-- START --

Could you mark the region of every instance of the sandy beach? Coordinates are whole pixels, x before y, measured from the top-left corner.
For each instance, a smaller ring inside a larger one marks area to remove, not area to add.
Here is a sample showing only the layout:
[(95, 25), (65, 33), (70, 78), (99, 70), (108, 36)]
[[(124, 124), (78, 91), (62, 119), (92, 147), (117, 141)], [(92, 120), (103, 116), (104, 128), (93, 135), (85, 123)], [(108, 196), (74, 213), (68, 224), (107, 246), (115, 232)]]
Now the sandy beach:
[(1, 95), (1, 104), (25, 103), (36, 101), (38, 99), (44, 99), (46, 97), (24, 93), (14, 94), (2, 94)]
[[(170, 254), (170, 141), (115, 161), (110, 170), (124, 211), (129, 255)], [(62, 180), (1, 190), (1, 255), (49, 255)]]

-- END --
-- START --

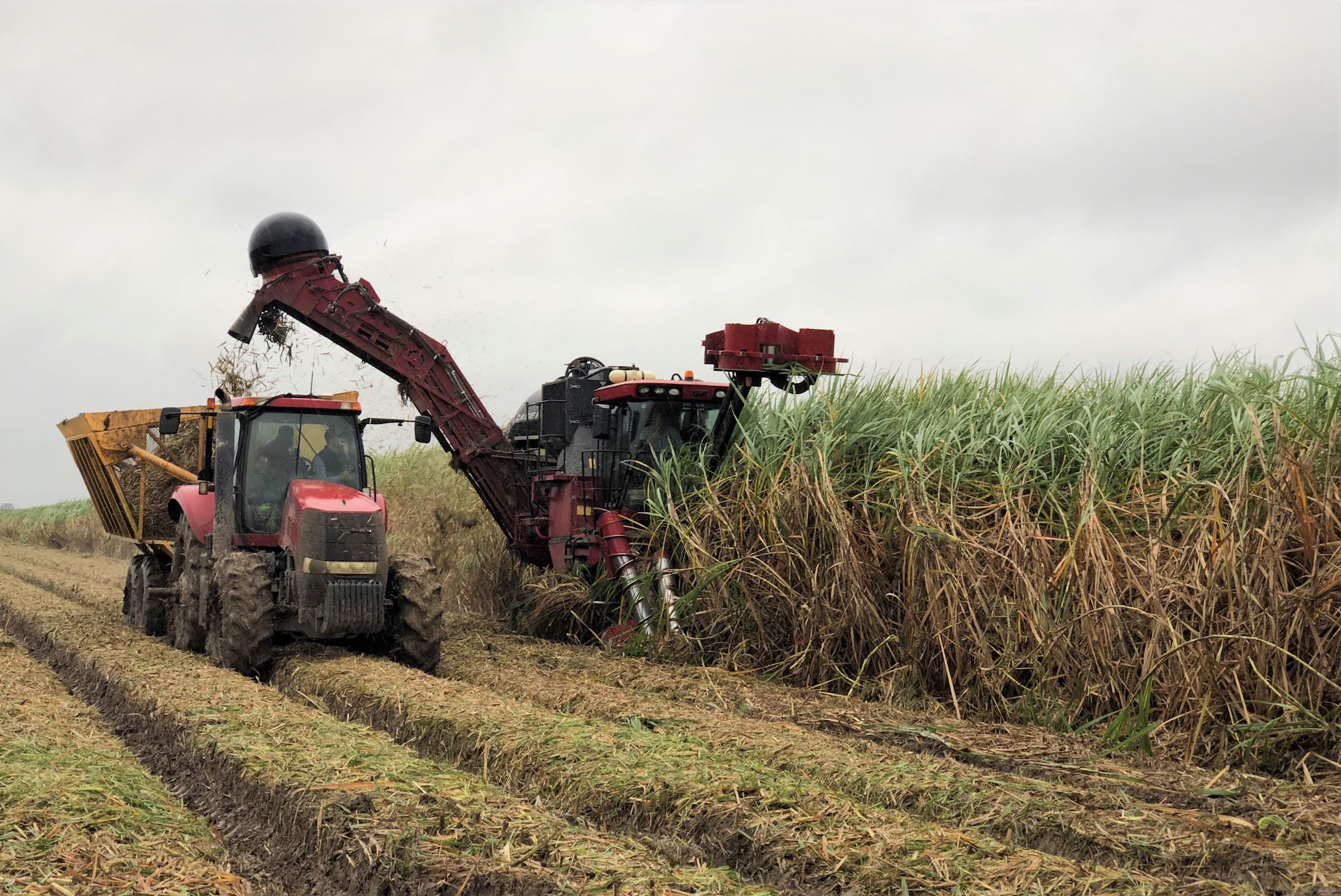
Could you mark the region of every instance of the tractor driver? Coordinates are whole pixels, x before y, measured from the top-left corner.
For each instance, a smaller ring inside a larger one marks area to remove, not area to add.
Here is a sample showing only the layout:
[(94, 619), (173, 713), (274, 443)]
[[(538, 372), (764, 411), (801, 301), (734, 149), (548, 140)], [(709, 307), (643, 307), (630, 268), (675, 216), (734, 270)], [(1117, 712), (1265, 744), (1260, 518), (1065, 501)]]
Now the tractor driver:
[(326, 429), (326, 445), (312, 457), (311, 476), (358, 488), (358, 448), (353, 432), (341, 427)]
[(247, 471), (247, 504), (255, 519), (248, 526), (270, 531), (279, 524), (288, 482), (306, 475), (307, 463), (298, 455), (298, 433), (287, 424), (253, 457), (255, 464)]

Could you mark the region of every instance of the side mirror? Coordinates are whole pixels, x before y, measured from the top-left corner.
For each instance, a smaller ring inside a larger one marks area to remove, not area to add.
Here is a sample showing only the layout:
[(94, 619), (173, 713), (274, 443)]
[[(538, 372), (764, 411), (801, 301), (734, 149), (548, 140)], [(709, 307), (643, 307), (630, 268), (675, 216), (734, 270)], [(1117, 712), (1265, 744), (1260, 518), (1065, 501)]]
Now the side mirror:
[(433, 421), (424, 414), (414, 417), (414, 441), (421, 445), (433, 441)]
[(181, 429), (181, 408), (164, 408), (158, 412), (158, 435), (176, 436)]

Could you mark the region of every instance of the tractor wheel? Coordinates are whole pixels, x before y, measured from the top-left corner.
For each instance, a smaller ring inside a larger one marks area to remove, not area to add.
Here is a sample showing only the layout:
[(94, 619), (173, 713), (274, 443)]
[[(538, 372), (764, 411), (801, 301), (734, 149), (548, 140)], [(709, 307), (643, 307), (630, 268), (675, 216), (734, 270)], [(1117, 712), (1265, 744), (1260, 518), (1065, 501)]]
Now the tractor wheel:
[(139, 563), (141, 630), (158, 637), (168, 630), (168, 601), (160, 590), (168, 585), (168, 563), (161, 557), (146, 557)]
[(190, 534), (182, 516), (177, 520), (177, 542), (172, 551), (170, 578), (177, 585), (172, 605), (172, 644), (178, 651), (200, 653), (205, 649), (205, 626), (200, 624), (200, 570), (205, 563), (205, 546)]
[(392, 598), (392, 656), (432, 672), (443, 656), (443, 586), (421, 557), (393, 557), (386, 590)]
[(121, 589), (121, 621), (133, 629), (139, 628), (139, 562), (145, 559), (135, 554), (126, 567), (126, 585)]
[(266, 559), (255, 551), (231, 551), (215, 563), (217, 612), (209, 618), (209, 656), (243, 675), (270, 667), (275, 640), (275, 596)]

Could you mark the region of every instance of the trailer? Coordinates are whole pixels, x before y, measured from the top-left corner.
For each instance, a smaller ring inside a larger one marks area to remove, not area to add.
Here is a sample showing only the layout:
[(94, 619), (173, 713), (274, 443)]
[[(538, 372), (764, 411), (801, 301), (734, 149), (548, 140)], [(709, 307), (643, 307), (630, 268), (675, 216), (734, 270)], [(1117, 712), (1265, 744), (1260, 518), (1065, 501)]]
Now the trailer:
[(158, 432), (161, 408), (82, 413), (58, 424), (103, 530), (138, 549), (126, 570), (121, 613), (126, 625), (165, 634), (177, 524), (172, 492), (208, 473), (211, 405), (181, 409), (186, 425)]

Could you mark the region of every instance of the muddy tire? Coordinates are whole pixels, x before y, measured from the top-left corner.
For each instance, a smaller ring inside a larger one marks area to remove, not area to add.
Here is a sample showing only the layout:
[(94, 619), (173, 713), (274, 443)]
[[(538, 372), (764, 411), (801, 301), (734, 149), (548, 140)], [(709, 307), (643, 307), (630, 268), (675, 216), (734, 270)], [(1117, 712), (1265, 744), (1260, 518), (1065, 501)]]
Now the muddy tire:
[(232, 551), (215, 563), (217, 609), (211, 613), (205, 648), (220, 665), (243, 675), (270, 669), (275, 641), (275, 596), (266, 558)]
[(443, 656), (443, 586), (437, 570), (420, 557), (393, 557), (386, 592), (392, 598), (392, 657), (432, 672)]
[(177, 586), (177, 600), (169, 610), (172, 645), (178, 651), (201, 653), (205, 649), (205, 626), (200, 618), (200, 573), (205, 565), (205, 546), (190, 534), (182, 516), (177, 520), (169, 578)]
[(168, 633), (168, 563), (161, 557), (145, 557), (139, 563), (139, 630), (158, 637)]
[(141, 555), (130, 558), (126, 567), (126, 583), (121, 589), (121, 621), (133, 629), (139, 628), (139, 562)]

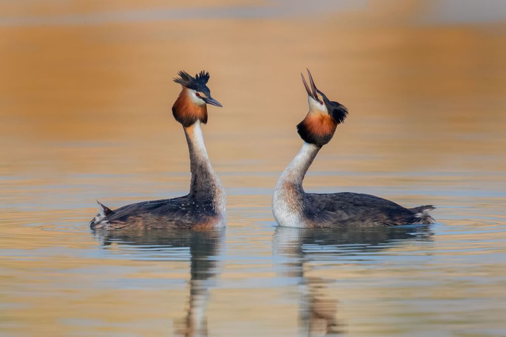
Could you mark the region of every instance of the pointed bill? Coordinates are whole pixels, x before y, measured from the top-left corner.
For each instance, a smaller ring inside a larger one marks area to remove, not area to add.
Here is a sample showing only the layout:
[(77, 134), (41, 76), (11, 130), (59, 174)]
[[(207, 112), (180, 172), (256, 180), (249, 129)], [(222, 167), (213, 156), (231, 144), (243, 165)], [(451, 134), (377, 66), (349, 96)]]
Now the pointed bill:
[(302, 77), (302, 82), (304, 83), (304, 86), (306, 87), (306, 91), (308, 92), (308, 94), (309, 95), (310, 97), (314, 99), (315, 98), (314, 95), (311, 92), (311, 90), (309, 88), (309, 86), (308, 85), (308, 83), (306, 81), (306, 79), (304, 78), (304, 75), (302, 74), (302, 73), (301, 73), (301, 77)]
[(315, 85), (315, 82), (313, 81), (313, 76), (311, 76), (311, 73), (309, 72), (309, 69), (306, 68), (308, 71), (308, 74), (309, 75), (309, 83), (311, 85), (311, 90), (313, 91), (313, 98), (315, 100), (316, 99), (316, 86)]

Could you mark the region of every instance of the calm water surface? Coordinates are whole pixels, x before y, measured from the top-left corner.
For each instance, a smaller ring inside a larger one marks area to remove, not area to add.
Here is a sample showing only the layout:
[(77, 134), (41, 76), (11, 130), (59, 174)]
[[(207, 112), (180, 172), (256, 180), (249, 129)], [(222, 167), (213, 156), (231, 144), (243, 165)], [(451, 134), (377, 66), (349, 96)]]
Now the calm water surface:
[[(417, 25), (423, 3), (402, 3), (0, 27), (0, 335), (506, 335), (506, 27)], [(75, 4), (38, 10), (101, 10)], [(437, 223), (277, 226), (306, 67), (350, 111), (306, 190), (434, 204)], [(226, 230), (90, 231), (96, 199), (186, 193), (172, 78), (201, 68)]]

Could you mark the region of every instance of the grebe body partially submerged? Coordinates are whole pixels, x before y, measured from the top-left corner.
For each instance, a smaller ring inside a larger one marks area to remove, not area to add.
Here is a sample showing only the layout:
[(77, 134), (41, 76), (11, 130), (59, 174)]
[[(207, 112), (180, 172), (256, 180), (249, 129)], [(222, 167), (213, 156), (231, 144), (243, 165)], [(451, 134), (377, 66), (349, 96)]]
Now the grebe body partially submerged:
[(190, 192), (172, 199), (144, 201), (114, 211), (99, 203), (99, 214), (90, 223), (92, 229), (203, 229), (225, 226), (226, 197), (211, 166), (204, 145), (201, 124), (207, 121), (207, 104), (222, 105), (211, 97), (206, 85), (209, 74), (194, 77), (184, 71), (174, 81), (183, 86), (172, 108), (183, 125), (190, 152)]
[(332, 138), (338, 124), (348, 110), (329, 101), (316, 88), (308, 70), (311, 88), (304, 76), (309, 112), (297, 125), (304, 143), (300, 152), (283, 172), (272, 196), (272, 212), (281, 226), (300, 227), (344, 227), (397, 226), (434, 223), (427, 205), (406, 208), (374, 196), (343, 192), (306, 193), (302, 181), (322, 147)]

-- END --

### TASK GOAL
Pull out every line in the data above that contains the word "before" and copy each of those lines in full.

### RESULT
Could you mark the region of every instance of the sandy beach? Coordinates are whole pixels, x before y, measured from the top-left corner.
Could you mark the region of every instance of the tractor driver? Coordinates are whole pixels, x before y, measured from the top-left corner.
Could you mark the region of every instance of the side mirror? Coordinates are whole pixels, x before y, measured from the top-left corner.
Could you mark the region of every instance of the tractor wheel? Coordinates are whole pixels, x before y, measured from the top-left corner.
Could you mark the region of every instance of the trailer? Coordinates are whole pixels, x before y, measured from the top-left corner.
Could you mark the region of every instance of the muddy tire? Coordinates are whole pixels, x before y, measured from the top-left corner.
Could you mark the region of every instance of the pointed bill? Coordinates are whole pixels, x before y, measured from the top-left corner.
Could you mark the region of every instance of the calm water surface? Coordinates are whole pixels, x before y, measured from the top-left corner.
Could you mark the region of every instance of the grebe body partially submerged? Coordinates are whole pixels, x before y, measured from the top-left corner.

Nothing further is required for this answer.